What the exercise asks — Put each line of the records, from the one containing "the glossy mushroom" through the last one, into a Markdown table with the columns Row and Line. Number the rows and leave out blank lines.

Exercise inputs —
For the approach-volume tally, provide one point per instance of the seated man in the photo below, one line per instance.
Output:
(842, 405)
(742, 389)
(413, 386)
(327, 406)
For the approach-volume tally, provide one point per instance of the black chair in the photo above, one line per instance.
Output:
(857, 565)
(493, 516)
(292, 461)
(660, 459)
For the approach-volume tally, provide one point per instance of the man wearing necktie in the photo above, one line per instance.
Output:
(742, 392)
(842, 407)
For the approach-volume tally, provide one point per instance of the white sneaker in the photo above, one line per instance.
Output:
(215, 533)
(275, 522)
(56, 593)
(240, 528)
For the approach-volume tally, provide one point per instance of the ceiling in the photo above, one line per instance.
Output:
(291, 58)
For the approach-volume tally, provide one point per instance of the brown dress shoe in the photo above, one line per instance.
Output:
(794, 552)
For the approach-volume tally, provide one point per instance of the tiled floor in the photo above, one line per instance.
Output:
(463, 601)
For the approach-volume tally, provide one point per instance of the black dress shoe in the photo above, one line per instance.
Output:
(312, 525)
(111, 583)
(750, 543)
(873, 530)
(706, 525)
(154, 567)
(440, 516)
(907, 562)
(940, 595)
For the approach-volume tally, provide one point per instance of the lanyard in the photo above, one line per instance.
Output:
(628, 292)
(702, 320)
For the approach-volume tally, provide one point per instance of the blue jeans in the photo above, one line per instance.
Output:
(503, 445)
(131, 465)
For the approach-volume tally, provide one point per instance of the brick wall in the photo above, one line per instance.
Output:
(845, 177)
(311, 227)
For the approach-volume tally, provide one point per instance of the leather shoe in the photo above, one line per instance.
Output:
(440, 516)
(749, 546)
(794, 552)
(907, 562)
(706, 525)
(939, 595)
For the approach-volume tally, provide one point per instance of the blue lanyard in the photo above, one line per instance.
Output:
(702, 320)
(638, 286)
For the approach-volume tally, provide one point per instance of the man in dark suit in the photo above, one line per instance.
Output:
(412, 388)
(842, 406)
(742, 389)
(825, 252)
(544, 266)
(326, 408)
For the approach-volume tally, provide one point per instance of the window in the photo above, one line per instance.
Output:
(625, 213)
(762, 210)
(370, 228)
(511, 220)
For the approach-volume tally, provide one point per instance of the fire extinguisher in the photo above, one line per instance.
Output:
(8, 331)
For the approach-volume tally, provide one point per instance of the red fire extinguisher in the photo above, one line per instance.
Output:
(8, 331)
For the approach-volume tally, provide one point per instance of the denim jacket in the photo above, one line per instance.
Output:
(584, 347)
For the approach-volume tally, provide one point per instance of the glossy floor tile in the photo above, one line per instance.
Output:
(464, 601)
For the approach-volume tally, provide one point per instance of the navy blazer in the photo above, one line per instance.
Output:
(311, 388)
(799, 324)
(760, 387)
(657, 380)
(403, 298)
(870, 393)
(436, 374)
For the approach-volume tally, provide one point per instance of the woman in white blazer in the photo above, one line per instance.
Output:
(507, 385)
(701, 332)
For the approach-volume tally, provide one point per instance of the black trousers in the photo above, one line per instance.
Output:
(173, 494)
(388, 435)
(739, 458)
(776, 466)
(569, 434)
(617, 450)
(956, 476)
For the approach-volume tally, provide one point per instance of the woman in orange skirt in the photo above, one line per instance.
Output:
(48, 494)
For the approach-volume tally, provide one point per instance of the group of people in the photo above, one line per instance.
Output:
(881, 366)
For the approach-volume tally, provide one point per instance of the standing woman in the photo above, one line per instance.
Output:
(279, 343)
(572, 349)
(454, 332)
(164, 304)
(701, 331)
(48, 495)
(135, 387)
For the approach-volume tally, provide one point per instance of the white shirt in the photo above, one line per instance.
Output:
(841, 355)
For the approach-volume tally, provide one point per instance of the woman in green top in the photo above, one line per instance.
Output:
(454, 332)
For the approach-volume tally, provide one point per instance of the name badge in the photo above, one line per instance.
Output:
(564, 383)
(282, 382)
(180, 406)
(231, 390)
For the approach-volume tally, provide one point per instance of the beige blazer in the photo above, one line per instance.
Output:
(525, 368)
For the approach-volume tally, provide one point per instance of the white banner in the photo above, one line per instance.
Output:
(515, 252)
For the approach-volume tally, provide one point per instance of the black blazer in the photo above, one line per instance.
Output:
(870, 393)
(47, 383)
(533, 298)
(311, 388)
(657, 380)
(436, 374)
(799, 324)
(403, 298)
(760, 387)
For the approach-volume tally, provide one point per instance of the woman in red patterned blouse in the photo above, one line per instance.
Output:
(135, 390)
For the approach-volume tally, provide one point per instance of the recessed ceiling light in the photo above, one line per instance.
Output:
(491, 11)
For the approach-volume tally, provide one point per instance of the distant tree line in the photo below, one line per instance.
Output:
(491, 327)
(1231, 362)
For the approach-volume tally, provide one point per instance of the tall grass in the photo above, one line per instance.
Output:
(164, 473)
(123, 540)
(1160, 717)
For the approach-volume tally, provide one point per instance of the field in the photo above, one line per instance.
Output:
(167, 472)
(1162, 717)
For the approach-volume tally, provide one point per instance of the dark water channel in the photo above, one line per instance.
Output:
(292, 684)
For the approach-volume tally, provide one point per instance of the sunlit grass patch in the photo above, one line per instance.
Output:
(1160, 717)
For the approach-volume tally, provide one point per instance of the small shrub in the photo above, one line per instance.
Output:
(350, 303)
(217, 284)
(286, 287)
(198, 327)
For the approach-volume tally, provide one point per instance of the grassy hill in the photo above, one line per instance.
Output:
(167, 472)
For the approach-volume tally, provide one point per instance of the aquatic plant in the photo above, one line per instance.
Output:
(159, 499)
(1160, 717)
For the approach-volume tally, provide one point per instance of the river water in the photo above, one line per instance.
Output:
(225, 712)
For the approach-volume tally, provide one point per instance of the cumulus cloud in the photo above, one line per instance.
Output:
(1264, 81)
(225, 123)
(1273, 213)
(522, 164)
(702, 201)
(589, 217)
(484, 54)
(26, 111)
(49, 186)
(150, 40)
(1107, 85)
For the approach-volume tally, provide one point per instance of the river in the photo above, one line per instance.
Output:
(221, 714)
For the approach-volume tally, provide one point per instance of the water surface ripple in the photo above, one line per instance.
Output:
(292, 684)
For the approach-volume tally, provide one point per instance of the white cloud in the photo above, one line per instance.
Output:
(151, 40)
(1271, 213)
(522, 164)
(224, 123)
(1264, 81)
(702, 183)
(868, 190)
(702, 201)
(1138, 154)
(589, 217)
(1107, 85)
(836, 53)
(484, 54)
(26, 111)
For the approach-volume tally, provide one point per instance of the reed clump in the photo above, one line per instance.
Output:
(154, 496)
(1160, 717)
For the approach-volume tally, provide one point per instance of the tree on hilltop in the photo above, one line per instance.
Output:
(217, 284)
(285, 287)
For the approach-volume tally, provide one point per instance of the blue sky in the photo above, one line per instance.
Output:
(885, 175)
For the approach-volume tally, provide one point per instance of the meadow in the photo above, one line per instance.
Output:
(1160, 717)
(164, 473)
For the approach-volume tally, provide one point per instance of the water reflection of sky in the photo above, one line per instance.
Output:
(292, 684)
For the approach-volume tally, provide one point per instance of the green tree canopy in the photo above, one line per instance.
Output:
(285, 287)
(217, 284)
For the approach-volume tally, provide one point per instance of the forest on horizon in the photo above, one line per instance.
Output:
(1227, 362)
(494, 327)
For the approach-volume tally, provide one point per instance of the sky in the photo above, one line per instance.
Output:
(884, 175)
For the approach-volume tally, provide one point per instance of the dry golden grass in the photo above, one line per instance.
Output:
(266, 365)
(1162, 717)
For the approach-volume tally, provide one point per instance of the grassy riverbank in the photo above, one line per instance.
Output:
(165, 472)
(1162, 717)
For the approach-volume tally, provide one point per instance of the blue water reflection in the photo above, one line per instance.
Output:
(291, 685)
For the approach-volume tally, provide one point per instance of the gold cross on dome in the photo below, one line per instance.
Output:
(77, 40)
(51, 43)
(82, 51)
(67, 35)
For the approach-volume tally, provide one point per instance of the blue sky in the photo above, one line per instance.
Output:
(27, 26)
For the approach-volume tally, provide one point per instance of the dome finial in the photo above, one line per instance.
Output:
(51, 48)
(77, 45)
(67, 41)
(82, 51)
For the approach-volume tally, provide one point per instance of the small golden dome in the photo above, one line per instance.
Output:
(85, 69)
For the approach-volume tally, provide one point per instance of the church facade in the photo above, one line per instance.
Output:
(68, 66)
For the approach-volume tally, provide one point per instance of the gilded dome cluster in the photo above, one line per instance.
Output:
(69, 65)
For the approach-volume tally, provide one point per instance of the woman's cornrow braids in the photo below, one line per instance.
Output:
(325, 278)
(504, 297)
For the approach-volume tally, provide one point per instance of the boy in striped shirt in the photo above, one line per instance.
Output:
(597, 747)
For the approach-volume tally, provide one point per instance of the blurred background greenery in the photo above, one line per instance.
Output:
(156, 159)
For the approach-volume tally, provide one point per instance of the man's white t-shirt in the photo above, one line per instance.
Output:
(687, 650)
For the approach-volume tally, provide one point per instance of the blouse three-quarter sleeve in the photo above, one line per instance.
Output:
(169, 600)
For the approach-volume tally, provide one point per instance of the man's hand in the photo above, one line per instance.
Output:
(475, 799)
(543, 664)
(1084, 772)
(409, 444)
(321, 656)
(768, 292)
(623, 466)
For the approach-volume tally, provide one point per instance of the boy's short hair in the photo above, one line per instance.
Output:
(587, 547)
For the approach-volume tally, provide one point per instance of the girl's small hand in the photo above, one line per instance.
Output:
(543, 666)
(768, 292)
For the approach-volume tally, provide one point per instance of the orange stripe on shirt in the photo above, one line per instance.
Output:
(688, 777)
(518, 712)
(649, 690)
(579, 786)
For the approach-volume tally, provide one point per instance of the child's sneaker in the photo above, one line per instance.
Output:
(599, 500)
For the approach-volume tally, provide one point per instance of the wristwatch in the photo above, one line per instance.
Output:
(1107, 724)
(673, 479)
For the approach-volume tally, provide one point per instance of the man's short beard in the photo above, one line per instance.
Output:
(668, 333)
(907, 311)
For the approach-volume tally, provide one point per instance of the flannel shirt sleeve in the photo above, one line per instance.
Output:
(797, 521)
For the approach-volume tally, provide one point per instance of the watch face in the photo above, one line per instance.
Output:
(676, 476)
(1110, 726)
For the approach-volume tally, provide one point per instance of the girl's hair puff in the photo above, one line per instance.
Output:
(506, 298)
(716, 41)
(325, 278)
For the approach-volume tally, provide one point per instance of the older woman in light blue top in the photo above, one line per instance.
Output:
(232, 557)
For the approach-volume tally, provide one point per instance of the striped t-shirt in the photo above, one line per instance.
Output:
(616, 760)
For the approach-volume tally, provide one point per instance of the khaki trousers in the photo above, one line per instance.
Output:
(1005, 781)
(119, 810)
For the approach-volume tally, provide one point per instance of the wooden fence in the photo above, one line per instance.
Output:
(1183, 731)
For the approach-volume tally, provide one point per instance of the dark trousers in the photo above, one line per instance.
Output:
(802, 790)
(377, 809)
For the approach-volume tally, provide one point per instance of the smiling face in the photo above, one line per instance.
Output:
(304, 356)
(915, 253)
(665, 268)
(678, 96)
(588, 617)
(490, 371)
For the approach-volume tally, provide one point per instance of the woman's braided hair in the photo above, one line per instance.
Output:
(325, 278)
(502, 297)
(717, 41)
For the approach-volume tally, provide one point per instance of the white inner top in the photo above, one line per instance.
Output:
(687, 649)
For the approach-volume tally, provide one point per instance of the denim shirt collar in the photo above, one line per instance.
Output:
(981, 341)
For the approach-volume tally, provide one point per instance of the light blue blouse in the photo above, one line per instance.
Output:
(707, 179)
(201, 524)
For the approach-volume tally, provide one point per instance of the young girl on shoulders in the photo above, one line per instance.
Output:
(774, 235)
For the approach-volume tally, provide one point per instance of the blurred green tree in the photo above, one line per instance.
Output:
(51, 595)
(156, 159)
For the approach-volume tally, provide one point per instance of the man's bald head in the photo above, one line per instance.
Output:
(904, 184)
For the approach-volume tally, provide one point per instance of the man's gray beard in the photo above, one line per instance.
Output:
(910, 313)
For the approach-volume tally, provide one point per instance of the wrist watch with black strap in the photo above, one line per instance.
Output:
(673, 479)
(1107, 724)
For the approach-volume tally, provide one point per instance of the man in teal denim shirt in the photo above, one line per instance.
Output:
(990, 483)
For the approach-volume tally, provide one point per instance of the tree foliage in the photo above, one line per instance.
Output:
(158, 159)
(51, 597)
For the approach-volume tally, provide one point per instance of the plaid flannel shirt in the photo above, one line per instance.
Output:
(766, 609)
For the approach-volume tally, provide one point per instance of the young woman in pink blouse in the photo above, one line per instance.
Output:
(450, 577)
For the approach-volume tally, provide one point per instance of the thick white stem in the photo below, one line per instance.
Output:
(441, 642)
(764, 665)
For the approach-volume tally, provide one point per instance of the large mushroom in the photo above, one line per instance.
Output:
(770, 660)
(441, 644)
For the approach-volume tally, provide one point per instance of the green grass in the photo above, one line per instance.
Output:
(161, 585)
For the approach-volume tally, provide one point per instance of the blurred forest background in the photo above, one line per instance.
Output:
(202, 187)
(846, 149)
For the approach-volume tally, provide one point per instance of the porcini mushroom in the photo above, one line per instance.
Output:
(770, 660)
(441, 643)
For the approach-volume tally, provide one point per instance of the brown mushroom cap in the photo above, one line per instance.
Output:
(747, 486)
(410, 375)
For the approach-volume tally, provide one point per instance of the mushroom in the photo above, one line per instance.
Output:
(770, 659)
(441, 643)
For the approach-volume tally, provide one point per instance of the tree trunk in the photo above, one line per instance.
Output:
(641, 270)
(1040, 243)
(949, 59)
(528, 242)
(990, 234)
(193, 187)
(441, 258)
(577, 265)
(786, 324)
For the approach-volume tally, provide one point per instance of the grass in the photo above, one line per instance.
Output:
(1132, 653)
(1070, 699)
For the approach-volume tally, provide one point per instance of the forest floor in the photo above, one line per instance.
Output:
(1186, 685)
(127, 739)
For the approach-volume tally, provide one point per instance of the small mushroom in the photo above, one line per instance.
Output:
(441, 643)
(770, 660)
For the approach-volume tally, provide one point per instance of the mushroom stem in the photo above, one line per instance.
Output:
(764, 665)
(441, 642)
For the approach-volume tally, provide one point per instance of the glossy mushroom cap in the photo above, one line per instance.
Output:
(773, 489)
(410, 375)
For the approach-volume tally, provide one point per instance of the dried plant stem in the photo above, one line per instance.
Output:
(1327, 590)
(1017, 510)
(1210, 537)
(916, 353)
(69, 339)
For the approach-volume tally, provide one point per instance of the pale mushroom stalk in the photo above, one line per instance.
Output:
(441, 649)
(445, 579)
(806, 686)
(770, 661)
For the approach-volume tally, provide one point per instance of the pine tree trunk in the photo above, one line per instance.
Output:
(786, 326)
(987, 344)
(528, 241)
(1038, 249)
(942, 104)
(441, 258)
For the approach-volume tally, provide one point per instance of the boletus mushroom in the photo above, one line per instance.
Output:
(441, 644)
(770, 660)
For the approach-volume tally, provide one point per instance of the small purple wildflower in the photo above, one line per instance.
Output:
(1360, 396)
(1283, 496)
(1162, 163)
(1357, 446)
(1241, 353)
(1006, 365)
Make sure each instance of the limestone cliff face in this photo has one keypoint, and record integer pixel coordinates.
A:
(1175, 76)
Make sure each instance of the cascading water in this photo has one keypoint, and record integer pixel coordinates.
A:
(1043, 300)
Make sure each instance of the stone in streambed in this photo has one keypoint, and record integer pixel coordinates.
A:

Solved problem —
| Row | Line |
|---|---|
| 1 | For the approach-volume tally, provide one point per instance of the glossy mushroom cap in the photo above, one line per instance. |
| 2 | Output: |
| 3 | (773, 489) |
| 4 | (410, 375) |
| 5 | For the approach-volume tally, provide one point per instance of the dried plant stem in the photo above, one line per instance. |
| 6 | Output: |
| 7 | (1327, 590) |
| 8 | (1017, 510) |
| 9 | (1210, 537) |
| 10 | (916, 353) |
| 11 | (69, 339) |
| 12 | For the approach-volume tally, provide one point per instance of the pale mushroom stalk in the photo above, one line per instance. |
| 13 | Output: |
| 14 | (441, 649) |
| 15 | (445, 579) |
| 16 | (806, 686) |
| 17 | (770, 661) |
| 18 | For the approach-volume tally, provide one point per instance of the pine tree trunk in the photo above, one line per instance. |
| 19 | Output: |
| 20 | (786, 326) |
| 21 | (987, 344) |
| 22 | (528, 241) |
| 23 | (1038, 249) |
| 24 | (942, 104) |
| 25 | (441, 258) |
| 26 | For the approach-volume tally, provide one point per instance of the boletus mushroom in the photo above, one line per instance. |
| 27 | Output: |
| 28 | (441, 644) |
| 29 | (770, 660) |
| 30 | For the approach-volume tally, provide one point per instance of the small purple wildflower in the photo above, one line per instance. |
| 31 | Output: |
| 32 | (1360, 396) |
| 33 | (1283, 496) |
| 34 | (1162, 163) |
| 35 | (1357, 446) |
| 36 | (1241, 353) |
| 37 | (1006, 365) |
| 38 | Make sure each instance of the limestone cliff face in this photo has one keypoint, and record integer pixel coordinates. |
| 39 | A: |
| 40 | (1175, 76) |
| 41 | Make sure each instance of the cascading water in this photo has one keypoint, and record integer pixel coordinates. |
| 42 | A: |
| 43 | (1043, 300) |
| 44 | Make sure each instance of the stone in streambed in this photo has one keypoint, and record integer pixel coordinates. |
| 45 | A: |